## Source extract
# German-built vessel information?



## mbarnette (Oct 30, 2007)

Is there an online source of information for merchant and other ships built in Germany (German shipping register)? I am trying to find information on several vessels sunk off Florida. Before anyone responds, yes, I have already done a thorough internet search, but am coming up empty on the information I am looking for. In particular, I am trying to find basic build and early service history (name changes), as well as high-resolution images of the vessels afloat on the following:


The freighter OLIVE M built in the 1960s.


The freighter HAVEL M built in the 1960s.


The freighter JACOB RUSCHJ was built in Hamburg, Germany, in 1952. She was 194 feet long, had a 30.6-foot beam and displaced 496 gross tons. She was later renamed Rosita Maria and Rita Voge, before being given her final name Mercedes I in 1976. 


The German refrigerator cargo vessel MINI HORN was built in 1957. Later she was renamed Shirley B and then Principe Maya.


The 9,008-ton, 537-foot long passenger freighter HAMBURG was launched at the Vegesack, Germany shipyard of Bremer Vulkan AG on December 17, 1953. 


The OSTWIND, German for “East Wind,” was built along with her sister ship, Nordwind, in 1939. 


The 185 ft. M/V RICHARD RACHMANN was built in Hamburg, Germany in 1962.


The 174 ft. M/S KLAUS BLOCK was built in Hamburg, Germany in 1955 as a dry cargo carrier. Other names it sailed under are SUDERELV (1964), TILLIA DORIS (1969), DOLORIS (1987), and DEBORAH JEAN (1993). The ship sunk in 1978, was raised and later sailed out of Limassol, Cypress for several years.


The M/V Sylvina Express was built in 1966 in Flensburger Schiffsbauges, Flesburg, Germany and initially sailed in northern European waters as a cargo carrier. The ship later sailed the Caribbean under the name TIGER in 1973, the ANNE NOVA in 1985, and the DIMAR B and CITO in 1990.


The 174 ft. M/S LISA EICHMANN was built in Hamburg, Germany in 1957 as a dry cargo carrier, purchased and owned by J. Eichmann of Hamburg Germany.


The Tronstad was a 258 foot German freighter built in Kel, Germany, 1956.

## Request 1
In the forum post about German-built vessels, at which shipyard and on what date was the passenger freighter HAMBURG launched?
## Request 2
Carry on the forum post about German-built vessels from the point where it stops.

## Information provided
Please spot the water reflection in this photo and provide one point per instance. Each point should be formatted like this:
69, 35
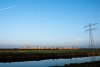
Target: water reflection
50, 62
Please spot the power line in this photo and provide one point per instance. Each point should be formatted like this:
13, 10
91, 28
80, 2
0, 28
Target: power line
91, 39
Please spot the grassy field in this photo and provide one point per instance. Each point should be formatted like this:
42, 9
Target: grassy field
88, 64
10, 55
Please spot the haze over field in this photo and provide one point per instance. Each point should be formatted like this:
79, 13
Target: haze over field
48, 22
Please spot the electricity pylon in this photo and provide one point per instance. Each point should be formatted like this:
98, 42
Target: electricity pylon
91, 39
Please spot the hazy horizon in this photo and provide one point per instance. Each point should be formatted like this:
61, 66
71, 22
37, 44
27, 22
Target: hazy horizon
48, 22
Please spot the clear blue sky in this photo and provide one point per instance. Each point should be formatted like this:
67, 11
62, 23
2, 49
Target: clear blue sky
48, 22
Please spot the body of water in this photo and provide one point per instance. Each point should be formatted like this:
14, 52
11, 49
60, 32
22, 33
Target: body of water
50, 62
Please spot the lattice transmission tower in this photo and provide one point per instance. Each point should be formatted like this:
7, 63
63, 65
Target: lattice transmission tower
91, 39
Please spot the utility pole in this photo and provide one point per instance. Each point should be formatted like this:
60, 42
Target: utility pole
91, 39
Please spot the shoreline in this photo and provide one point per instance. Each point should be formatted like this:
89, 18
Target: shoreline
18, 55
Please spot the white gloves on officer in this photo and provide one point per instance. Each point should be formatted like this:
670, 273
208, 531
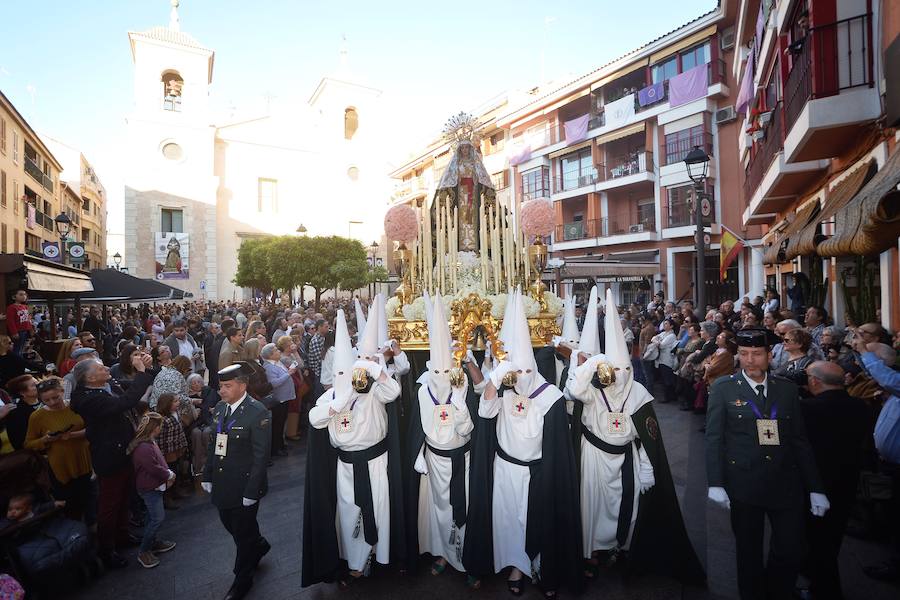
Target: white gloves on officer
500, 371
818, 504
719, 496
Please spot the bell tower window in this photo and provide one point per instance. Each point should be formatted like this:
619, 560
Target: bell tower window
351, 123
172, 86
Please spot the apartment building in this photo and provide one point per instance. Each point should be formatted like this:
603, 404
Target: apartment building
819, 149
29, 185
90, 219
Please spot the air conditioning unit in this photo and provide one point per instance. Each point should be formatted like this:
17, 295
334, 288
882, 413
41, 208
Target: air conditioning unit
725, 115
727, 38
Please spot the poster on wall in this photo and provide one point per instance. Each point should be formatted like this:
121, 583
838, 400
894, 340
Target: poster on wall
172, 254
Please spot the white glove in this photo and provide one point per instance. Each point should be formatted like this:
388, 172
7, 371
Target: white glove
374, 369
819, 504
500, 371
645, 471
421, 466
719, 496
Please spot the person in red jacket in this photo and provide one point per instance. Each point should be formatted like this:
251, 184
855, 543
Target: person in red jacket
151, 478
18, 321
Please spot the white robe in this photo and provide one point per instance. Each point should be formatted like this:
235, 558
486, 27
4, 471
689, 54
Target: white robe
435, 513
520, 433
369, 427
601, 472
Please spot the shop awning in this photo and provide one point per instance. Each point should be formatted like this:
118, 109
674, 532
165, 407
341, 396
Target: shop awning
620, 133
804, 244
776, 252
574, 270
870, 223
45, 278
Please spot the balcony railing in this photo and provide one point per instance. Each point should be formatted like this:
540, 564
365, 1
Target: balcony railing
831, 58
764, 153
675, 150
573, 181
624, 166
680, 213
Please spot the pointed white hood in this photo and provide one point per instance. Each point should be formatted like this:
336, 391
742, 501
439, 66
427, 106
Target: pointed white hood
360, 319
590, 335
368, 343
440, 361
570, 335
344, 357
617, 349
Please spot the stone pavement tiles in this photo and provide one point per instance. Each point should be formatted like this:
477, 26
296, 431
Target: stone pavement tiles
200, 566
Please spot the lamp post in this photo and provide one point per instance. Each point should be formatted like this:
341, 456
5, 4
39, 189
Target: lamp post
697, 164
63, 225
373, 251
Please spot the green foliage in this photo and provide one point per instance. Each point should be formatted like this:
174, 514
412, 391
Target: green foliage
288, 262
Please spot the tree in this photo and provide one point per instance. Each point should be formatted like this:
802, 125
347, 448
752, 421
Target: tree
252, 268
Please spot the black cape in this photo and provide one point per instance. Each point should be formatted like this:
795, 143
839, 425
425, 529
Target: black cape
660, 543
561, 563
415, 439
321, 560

## Expected output 1
At the Vegesack, Germany shipyard of Bremer Vulkan AG, on December 17, 1953.

## Expected output 2
The shipyard of Krupp Germania-Werft of Kiel, Germany built the 154-foot long hull of the two-masted schooner yacht Germania in 1908. 


Can anyone provide any detailed information on these ships, or have high-resolution images of them? Thanks!
Mike


----------



## treeve (Nov 15, 2005)

You forgot to mention the cocaine found in the Sylvina Express' mast.


----------



## treeve (Nov 15, 2005)

Found on t'internet, a starter for ten, as it were ..

Klaus Block on SN decent picture, full discussion and history
http://www.shipsnostalgia.com/gallery/showphoto.php/photo/65467/cat/517

Sylvina Express at 
http://www.gemisi.info/63574-161.php

LISA EICHMANN at
http://www.pbcgov.net/erm/enhancement/governor.asp
In fact Palm Beach County seem to have a number of your ships described.

Best Wishes, Raymond


----------



## melliget (Dec 3, 2006)

Mike.

Not sure if this is the OSTEND you're interested in.

The Times, Sat, 16 Mar 1985
HITLER'S YACHT SOLD FOR $1
Jacksonville, Florida (AFP) -
The Ostwind, a yacht built for
Adolph Hitler in 1939, was sold
for $1 this week by Mr Horace
Glass, who had bought it in
1971 for $5,000 and had spent
$178,000 on restoring it. Mr
Glass, who had had to give up
work on the yacht for health
and financial reasons, said: "I'm
losing everything I put into it,
plus 12 years of labour not just
from me but my family too."
The $1 bargain price has a
catch: the buyer takes over large
debts on the yacht.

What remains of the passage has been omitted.